To do:
a. According to the essay on suspense in Psycho, roughly how much did it cost Hitchcock to make the film?
b. Reproduce word for word the stretch of the Psycho essay from "Psycho differs from" through "a red herring.".
*** Article
How does Alfred Hitchcock create suspense and tension in psycho? Focus particularly on the 'shower scene' and 'arbogast's murder.
How does Alfred Hitchcock create suspense and tension in psycho? Focus particularly on the ‘shower scene’ and ‘arbogast’s murder.
Alfred Hitchcock 1960 horror film ´Psycho` is one of the most celebrated and scary films of its time. Hitchcock’s psychological thriller, psycho was and still is the mother of all modern day horrors. It cost Hitchcock around $800,000 to make the film. Psycho broke all film conventions by showing a leading lady having a lunch time affair in her underwear and also in the shower scene it was rejected on the grounds of nudity but was later with no alterations was accepted. The film stars Anthony Perkins as Norman Bates, Janet Leigh and Marion Crane and Vera Miles as Lila crane.
Psycho differs from other horrors because the audience starts off identifying with the main character we are shown what her life is about, her job, her boy friend and just her life in general. When Marion takes $40,000, instead of the audience disliking her because she has committed a crime they understand why she did it after all it is from a arrogant, snobby millionaire when he is talking to Marion’s boss he says ‘I never carry as much as I can afford to lose.’ So when she takes the money we don’t feel sorry for him at all. But when she is killed then we start to identify with Norman Bates. The audience is tricked in thinking that they will be following Marion thought the film but they are wrong, this is known as Maguffin of a red herring.
******
*** Dataset extract
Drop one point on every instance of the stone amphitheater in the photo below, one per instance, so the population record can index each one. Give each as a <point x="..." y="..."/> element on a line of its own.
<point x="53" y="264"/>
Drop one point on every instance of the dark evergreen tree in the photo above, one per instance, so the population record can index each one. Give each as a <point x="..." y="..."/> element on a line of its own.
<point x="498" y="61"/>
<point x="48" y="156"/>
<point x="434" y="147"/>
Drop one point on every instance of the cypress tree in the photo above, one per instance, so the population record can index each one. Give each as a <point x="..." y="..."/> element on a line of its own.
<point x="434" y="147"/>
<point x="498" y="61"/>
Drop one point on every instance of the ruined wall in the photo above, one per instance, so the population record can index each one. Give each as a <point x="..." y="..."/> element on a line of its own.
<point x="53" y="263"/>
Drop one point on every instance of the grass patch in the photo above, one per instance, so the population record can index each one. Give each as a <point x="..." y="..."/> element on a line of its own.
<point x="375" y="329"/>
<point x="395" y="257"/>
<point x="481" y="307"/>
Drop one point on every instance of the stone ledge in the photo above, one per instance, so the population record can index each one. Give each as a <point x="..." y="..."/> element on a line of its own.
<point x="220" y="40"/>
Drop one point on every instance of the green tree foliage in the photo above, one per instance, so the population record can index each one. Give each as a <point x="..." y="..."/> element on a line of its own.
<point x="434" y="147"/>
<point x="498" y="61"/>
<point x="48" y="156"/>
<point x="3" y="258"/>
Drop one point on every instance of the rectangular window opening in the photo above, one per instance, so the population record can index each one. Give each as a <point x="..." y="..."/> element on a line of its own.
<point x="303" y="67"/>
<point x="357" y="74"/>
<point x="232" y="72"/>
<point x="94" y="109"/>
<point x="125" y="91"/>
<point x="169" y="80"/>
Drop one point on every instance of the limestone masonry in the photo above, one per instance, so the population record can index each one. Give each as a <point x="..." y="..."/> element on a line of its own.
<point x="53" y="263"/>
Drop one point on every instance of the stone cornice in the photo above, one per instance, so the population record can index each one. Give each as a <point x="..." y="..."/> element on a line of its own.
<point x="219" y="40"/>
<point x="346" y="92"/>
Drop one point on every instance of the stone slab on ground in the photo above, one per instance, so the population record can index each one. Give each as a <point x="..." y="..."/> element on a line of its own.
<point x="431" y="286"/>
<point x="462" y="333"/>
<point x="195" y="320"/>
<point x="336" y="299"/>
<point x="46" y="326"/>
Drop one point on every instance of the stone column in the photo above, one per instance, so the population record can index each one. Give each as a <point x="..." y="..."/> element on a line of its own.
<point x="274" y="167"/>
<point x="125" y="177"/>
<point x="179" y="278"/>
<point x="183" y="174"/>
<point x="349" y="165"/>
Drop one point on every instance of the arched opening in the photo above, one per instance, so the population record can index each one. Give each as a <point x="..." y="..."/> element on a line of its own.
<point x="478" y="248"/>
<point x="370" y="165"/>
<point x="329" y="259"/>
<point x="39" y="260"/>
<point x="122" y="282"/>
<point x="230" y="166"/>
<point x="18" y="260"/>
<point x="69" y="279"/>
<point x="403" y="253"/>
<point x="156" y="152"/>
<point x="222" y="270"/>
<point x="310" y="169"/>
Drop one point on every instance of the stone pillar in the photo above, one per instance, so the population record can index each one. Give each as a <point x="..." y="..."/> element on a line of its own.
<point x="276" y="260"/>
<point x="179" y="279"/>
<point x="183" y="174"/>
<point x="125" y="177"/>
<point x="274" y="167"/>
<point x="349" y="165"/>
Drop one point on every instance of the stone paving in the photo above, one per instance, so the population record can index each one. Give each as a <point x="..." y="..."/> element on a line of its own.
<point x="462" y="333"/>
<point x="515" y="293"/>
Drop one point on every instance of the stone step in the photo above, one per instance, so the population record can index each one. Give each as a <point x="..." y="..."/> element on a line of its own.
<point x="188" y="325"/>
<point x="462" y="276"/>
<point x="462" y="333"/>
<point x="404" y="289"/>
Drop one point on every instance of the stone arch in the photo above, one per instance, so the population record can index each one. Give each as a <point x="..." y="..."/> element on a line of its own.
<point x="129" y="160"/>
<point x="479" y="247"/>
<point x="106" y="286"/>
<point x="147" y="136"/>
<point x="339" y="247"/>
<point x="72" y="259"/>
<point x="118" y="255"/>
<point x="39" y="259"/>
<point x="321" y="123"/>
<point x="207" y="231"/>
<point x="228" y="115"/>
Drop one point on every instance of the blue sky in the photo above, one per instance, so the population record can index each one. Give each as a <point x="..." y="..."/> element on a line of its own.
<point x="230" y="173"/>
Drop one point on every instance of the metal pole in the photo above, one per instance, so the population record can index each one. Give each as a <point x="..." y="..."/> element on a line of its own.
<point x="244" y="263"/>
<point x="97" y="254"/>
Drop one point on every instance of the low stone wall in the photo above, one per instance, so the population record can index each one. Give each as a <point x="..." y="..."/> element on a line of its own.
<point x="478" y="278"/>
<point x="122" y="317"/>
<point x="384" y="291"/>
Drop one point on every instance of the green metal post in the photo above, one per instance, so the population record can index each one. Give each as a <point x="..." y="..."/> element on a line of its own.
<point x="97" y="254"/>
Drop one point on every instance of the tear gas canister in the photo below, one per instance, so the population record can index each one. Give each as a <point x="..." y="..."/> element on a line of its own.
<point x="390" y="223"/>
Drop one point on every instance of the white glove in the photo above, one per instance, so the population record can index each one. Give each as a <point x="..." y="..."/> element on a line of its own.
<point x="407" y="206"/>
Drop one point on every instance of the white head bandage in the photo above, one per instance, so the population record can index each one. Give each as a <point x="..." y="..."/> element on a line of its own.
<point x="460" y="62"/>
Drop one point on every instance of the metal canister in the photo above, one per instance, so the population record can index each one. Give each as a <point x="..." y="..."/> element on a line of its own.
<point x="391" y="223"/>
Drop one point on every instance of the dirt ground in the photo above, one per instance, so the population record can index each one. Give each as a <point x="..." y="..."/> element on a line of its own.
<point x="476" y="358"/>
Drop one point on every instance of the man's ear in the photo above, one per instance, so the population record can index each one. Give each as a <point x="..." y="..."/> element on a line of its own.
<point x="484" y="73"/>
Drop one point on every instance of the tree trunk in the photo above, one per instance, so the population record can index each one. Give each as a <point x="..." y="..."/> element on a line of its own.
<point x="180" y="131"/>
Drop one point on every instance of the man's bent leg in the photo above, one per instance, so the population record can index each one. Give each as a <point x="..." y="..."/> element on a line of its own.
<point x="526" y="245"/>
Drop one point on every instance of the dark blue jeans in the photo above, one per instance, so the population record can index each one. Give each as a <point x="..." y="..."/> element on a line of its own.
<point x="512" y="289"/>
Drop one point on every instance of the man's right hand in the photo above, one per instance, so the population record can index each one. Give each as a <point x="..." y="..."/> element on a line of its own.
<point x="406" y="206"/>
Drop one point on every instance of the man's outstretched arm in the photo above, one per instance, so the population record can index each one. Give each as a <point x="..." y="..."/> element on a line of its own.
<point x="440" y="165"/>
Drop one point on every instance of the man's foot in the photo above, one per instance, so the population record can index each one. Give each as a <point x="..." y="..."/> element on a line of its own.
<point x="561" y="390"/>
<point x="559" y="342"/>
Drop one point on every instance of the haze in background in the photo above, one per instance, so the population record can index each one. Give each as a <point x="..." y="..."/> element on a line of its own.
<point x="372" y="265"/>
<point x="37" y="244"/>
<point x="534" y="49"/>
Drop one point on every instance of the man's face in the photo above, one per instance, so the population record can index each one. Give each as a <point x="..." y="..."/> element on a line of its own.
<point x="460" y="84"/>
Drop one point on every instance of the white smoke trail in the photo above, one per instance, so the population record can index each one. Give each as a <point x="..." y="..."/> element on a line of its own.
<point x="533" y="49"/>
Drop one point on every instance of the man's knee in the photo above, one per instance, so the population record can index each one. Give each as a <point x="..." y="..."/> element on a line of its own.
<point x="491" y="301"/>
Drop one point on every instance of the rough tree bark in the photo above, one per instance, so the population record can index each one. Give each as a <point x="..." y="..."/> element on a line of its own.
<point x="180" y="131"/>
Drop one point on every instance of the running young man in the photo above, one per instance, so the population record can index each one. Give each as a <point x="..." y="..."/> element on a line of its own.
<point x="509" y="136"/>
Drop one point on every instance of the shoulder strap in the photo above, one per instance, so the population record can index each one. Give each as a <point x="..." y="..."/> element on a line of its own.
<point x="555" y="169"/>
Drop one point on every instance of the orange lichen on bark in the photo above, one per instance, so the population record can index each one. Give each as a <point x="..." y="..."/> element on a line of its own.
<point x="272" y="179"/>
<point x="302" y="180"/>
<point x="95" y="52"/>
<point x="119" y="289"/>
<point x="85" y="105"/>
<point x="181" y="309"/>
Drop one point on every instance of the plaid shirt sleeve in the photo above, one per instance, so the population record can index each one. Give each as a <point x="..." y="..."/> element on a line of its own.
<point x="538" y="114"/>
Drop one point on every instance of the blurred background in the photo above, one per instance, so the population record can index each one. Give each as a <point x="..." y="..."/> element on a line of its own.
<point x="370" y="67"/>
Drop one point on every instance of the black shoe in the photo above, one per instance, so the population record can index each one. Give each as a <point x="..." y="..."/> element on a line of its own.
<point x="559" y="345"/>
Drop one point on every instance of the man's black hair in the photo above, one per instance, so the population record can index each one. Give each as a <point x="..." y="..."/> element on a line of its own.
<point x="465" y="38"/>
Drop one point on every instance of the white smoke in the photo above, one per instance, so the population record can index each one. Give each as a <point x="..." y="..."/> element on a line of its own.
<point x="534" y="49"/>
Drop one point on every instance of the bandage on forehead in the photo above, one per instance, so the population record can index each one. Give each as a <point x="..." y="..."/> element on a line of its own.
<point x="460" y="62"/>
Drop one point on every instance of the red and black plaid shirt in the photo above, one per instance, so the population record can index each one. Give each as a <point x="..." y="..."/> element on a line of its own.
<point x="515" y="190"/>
******
Solved problems:
a. Around $800,000.

b.
Psycho differs from other horrors because the audience starts off identifying with the main character we are shown what her life is about, her job, her boy friend and just her life in general. When Marion takes $40,000, instead of the audience disliking her because she has committed a crime they understand why she did it after all it is from a arrogant, snobby millionaire when he is talking to Marion’s boss he says ‘I never carry as much as I can afford to lose.’ So when she takes the money we don’t feel sorry for him at all. But when she is killed then we start to identify with Norman Bates. The audience is tricked in thinking that they will be following Marion thought the film but they are wrong, this is known as Maguffin of a red herring.